_What to produce_
Rewrite every item below, replacing "a marker per instance" with "one marker for each instance" and keeping all other text unchanged. Leave the pictures out of your answer.

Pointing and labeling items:
=====
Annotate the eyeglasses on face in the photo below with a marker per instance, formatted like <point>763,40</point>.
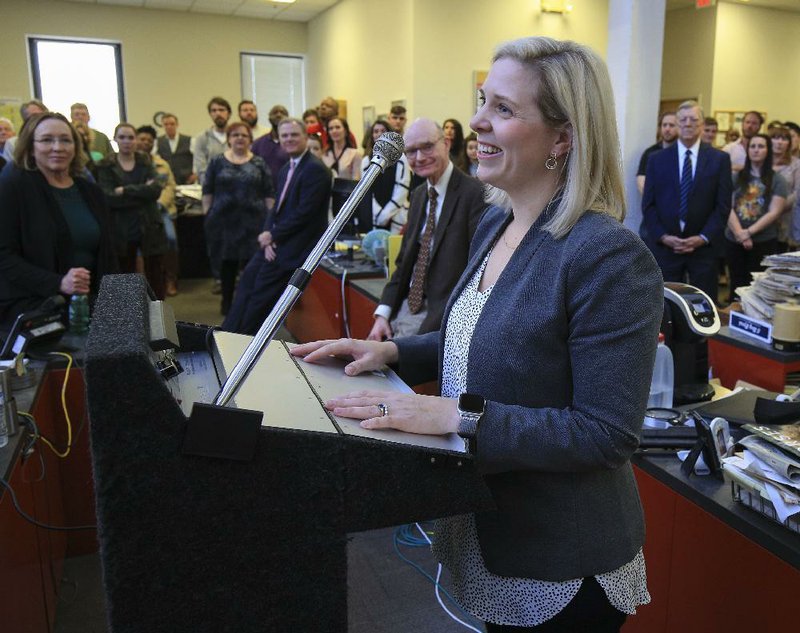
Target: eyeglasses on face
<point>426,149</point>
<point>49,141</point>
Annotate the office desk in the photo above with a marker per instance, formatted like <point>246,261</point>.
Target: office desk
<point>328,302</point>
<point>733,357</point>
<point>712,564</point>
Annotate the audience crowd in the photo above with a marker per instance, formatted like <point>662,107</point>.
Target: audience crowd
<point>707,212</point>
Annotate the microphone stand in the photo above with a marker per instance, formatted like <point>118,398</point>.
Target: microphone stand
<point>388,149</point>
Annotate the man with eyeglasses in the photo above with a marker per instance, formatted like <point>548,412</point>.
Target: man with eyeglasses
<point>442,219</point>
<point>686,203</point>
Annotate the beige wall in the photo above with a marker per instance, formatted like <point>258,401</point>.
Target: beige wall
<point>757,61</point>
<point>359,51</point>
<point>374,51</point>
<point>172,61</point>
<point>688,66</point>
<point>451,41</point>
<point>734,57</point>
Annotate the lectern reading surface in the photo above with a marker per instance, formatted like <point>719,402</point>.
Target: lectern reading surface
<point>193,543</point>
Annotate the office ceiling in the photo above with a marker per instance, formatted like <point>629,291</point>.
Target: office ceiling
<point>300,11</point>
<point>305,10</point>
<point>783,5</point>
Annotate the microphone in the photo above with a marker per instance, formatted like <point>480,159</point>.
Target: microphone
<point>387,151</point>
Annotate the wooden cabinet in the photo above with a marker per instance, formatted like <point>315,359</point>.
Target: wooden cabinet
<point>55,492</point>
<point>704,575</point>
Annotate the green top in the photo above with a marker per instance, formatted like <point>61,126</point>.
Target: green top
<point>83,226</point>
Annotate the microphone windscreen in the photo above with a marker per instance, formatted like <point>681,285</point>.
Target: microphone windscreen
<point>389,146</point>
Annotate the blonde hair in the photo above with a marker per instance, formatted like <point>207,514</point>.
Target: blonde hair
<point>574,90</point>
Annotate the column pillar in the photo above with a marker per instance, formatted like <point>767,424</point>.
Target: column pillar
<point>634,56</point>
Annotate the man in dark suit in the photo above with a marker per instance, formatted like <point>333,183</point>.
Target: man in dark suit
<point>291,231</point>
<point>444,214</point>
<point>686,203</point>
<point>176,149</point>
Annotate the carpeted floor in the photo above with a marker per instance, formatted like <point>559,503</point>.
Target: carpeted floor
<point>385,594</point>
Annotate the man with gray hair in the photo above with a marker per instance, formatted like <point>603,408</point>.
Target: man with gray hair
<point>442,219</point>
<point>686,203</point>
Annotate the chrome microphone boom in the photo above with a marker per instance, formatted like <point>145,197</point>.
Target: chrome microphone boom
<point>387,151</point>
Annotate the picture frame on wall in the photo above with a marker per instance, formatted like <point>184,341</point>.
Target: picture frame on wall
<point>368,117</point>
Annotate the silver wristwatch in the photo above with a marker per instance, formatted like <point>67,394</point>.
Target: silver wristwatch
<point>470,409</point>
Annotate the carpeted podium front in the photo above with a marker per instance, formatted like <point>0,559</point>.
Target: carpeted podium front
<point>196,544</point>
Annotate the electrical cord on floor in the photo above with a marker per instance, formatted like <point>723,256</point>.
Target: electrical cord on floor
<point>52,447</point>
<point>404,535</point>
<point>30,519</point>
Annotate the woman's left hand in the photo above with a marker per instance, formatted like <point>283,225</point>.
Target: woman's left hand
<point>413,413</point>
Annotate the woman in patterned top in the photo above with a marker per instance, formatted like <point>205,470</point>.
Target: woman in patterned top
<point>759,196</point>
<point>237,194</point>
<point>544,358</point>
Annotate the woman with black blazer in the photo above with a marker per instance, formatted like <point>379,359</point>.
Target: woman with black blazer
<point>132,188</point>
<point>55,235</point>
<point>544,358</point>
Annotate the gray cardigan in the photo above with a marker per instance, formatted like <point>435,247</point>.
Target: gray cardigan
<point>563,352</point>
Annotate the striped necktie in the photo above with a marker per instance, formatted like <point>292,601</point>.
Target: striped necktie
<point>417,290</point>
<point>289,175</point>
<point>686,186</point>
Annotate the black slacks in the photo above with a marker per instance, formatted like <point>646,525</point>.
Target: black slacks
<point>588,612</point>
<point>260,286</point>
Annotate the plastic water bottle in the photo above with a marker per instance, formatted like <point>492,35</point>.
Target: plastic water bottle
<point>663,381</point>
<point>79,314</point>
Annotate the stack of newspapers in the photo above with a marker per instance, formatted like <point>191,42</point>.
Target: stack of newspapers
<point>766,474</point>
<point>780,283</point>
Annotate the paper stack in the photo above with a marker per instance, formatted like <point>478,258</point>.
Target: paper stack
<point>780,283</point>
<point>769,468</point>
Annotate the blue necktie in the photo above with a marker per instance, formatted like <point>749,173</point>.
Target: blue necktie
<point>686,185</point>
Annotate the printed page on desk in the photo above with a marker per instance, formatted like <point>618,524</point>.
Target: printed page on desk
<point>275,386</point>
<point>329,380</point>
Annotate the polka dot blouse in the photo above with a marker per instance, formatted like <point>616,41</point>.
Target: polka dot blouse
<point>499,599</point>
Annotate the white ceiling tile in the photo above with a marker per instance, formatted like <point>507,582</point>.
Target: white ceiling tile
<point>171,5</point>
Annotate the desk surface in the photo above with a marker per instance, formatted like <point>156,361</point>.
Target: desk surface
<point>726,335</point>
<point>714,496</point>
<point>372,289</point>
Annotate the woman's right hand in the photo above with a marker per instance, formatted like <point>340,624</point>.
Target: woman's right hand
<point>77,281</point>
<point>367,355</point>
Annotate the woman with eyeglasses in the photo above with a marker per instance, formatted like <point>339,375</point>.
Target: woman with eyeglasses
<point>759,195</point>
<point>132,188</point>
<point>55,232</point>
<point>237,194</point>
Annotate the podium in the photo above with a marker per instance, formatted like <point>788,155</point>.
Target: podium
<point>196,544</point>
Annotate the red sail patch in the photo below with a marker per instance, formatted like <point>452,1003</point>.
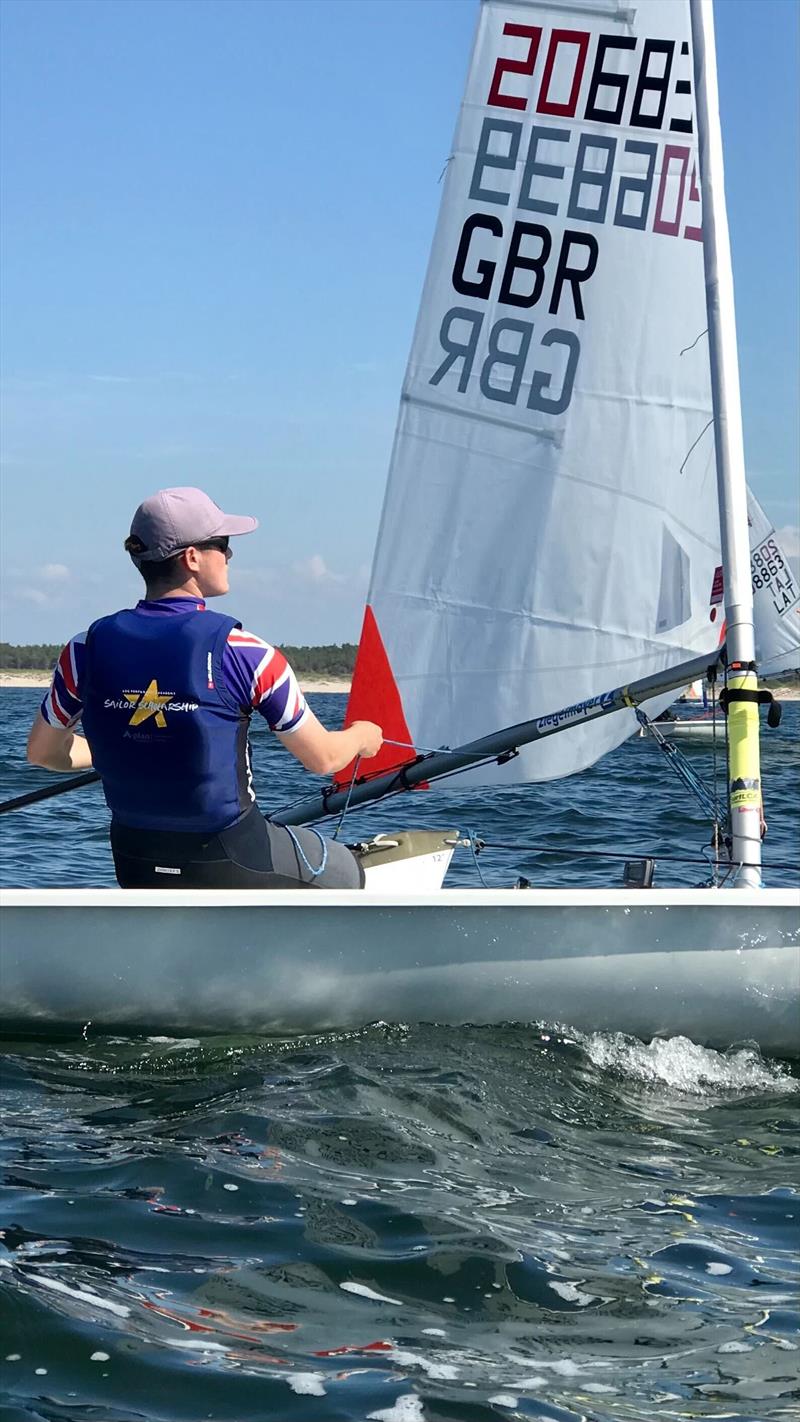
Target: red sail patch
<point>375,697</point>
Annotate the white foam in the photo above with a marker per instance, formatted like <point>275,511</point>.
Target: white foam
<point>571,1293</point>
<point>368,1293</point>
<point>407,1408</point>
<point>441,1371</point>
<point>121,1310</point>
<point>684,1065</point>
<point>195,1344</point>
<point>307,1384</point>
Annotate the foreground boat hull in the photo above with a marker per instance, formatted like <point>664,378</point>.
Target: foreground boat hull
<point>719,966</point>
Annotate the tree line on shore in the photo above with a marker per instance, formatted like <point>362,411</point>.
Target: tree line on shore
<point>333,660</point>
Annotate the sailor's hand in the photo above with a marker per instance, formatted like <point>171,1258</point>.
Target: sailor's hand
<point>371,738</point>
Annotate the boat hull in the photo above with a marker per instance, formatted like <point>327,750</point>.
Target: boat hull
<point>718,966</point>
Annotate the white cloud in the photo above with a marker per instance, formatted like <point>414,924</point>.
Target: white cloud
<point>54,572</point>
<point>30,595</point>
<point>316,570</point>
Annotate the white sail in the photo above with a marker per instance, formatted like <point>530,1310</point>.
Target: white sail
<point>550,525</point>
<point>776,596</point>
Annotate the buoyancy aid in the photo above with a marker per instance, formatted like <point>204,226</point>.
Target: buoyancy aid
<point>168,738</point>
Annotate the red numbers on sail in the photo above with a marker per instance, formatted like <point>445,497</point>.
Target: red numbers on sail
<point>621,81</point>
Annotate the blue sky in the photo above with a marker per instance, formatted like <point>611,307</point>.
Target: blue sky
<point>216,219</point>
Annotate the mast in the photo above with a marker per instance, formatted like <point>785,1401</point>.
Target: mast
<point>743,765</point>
=====
_Complete response_
Annotate the eyeglasses on face in the photo below with one marker for each instance, formatted like <point>763,40</point>.
Target: eyeglasses on face
<point>426,149</point>
<point>49,141</point>
Annotate the office desk in the photo above with one marker for each instance, formatted like <point>246,261</point>.
Target: office desk
<point>328,302</point>
<point>733,357</point>
<point>712,564</point>
Annotate the audience crowd in the photo above with one marker for each instance, formatted like <point>662,107</point>.
Target: audience crowd
<point>707,212</point>
Annotate the microphone stand in the photo above with one marker for each instance, formatted like <point>118,398</point>.
Target: microphone stand
<point>388,149</point>
Annotate the man with eyeglasses in the photo above with one marker for each instance, formatted like <point>548,412</point>.
Target: man with eyeglasses
<point>442,219</point>
<point>686,203</point>
Annotate the beige wall in the photo above with one marker for each instance, formatted like <point>258,401</point>.
Target: beige wall
<point>757,61</point>
<point>359,51</point>
<point>374,51</point>
<point>172,61</point>
<point>688,66</point>
<point>451,41</point>
<point>734,57</point>
Annotate the lectern reading surface in the photo above with one marker for each instance, formatted like <point>719,402</point>.
Target: lectern reading surface
<point>193,543</point>
Annotate the office ceiling in the photo above with one marker for each instance, formatted like <point>629,291</point>.
Target: office ceiling
<point>300,11</point>
<point>305,10</point>
<point>783,5</point>
Annotate the microphone in the photo above with one marker for each instance, formatted like <point>480,159</point>.
Target: microphone
<point>387,151</point>
Annotate the wooden cabinet in the photo above with one marker for each instance, formatted like <point>315,359</point>.
Target: wooden cabinet
<point>55,492</point>
<point>704,575</point>
Annotate the green top in the photo above with one marker for each instance, formatted like <point>61,126</point>.
Target: green top
<point>83,226</point>
Annotate the microphone windscreen in the photo above with one marker for each instance, formatted like <point>681,285</point>.
Target: microphone windscreen
<point>389,146</point>
Annotate the blonde hair in the photo above with one marker for each instance, formatted like <point>207,514</point>.
Target: blonde hair
<point>574,90</point>
Annotate the column pillar in the photo above with one marker for each instance, formatted like <point>767,424</point>.
Target: column pillar
<point>634,56</point>
Annotate the man in dark suit in the photo above with one marker for each instance, formatted like <point>333,183</point>.
Target: man in dark suit
<point>291,231</point>
<point>444,214</point>
<point>686,203</point>
<point>176,149</point>
Annotate the carpeted floor in the photo above with one marker for each instance, formatted like <point>559,503</point>.
Target: carpeted floor
<point>385,594</point>
Annotate the man with gray hair in the photo above with one marker for each instance, formatted like <point>603,408</point>.
Target: man with gray hair
<point>442,219</point>
<point>686,203</point>
Annotate the chrome microphone boom in the photo above with one marker for each instance, formatted like <point>145,197</point>.
Target: chrome microphone boom
<point>387,151</point>
Annotate the picture frame on wall in the photo above with one marker for each instance, formatted like <point>184,341</point>.
Target: picture frame on wall
<point>368,117</point>
Annotate the silver wristwatch in the photo above with one marker for each instance, formatted like <point>67,394</point>.
Target: silver wristwatch
<point>470,409</point>
Annotate the carpeted podium front in the photo above with one marker for each instance, formatted like <point>0,559</point>.
Target: carpeted podium front
<point>196,544</point>
Annotate the electrical cord on floor in the photo above with one marker for each instance, formatted like <point>723,256</point>.
Target: electrical cord on floor
<point>52,447</point>
<point>404,535</point>
<point>30,519</point>
Annotate the woman's left hand in the photo above with one marker for each instance, formatted like <point>283,225</point>.
Target: woman's left hand
<point>413,413</point>
Annotate the woman in patterned top in the photo above with one marker for each instance, formatted like <point>205,470</point>.
Target: woman in patterned top
<point>759,196</point>
<point>237,194</point>
<point>544,358</point>
Annotate the woman with black blazer in the photo above with one marker for each instance, formatted like <point>379,359</point>.
Target: woman with black blazer
<point>132,188</point>
<point>55,235</point>
<point>544,358</point>
Annotate the gray cardigan in the photo above with one marker for each instance, formatted like <point>435,247</point>.
Target: gray cardigan
<point>563,352</point>
Annotate the striped necktie in the photo above with one marker for each instance, formatted like <point>292,601</point>.
Target: striped necktie
<point>417,290</point>
<point>289,175</point>
<point>686,186</point>
Annotate the black slacks in the photo above with one marker for each instance, formatted like <point>646,525</point>.
Target: black slacks
<point>588,612</point>
<point>260,286</point>
Annotate the plastic water bottle in the photo above with one marker for each instance, formatted like <point>492,35</point>.
Target: plastic water bottle
<point>663,381</point>
<point>79,314</point>
Annotate the stack of newspapers in the photo above with one marker for each instance, formatted like <point>191,42</point>.
Target: stack of newspapers
<point>766,474</point>
<point>780,283</point>
Annotate the paper stack in the photo above with one marker for each instance, formatted like <point>478,258</point>.
Target: paper stack
<point>780,283</point>
<point>769,468</point>
Annotate the blue necktie in the photo above with one marker for each instance, formatted like <point>749,173</point>.
Target: blue necktie
<point>686,185</point>
Annotate the printed page on desk in the photo above with one marker for each instance, formatted like <point>618,524</point>.
Target: printed page on desk
<point>275,386</point>
<point>329,380</point>
Annotate the polka dot blouse in the photo above with one marker for each instance, formatted like <point>616,41</point>.
Target: polka dot blouse
<point>499,599</point>
Annotate the white ceiling tile in the photo above with one marker for each instance, formatted like <point>507,582</point>.
Target: white ceiling tile
<point>171,5</point>
Annotate the desk surface in the photo above with one marker for each instance, formatted like <point>156,361</point>.
Target: desk surface
<point>726,335</point>
<point>714,496</point>
<point>372,289</point>
Annotate the woman's right hand in the photo above with one marker for each instance, formatted like <point>340,624</point>.
Target: woman's right hand
<point>77,281</point>
<point>367,355</point>
Annotate the woman with eyeglasses in the photo above with one marker for each instance, formatted like <point>339,375</point>.
Target: woman with eyeglasses
<point>759,195</point>
<point>132,188</point>
<point>55,232</point>
<point>237,194</point>
Annotate the podium in the photo above with one marker for each instance, formatted like <point>788,155</point>.
Target: podium
<point>196,544</point>
Annotate the red sail patch in the photo below with one marker for each instance, formatted like <point>452,1003</point>.
Target: red sail patch
<point>375,697</point>
Annotate the white foam in the photo above with one marker for each instance, formatted like <point>275,511</point>.
Target: white foam
<point>571,1293</point>
<point>368,1293</point>
<point>407,1408</point>
<point>441,1371</point>
<point>121,1310</point>
<point>684,1065</point>
<point>195,1344</point>
<point>307,1384</point>
Annotate the foreground boat hull in the photo above with one marker for each instance, formatted like <point>664,378</point>.
Target: foreground boat hull
<point>719,966</point>
Annotate the tree line on shore in the photo above with one marker for each instance, formatted like <point>362,411</point>.
Target: tree line on shore
<point>333,660</point>
Annotate the sailor's hand in the photo above with one marker for each instance, formatted like <point>171,1258</point>.
Target: sailor's hand
<point>371,738</point>
Annotate the boat hull in the photo above with one marker for each instance, formatted like <point>327,750</point>.
Target: boat hull
<point>718,966</point>
Annotate the white cloud in the photo above with one marker for each instance, formatted like <point>414,924</point>.
Target: white cloud
<point>54,572</point>
<point>30,595</point>
<point>316,570</point>
Annotate the white sail in the photo above with one marker for each instance, formatted like <point>530,1310</point>.
Target: white sail
<point>550,525</point>
<point>776,596</point>
Annotate the buoyancy aid in the photo above with one marker for each instance, formatted like <point>204,226</point>.
Target: buoyancy aid
<point>168,738</point>
Annotate the red numbers on sail in the photo above with one marker for each instance, formatted like <point>445,497</point>.
Target: red numbers on sail
<point>621,81</point>
Annotate the blue sky in the photo above with one marker for each instance, formatted like <point>611,307</point>.
Target: blue sky
<point>216,219</point>
Annotate the mast in the photo above with one marker for each instance, formatted like <point>785,1401</point>.
Target: mast
<point>743,765</point>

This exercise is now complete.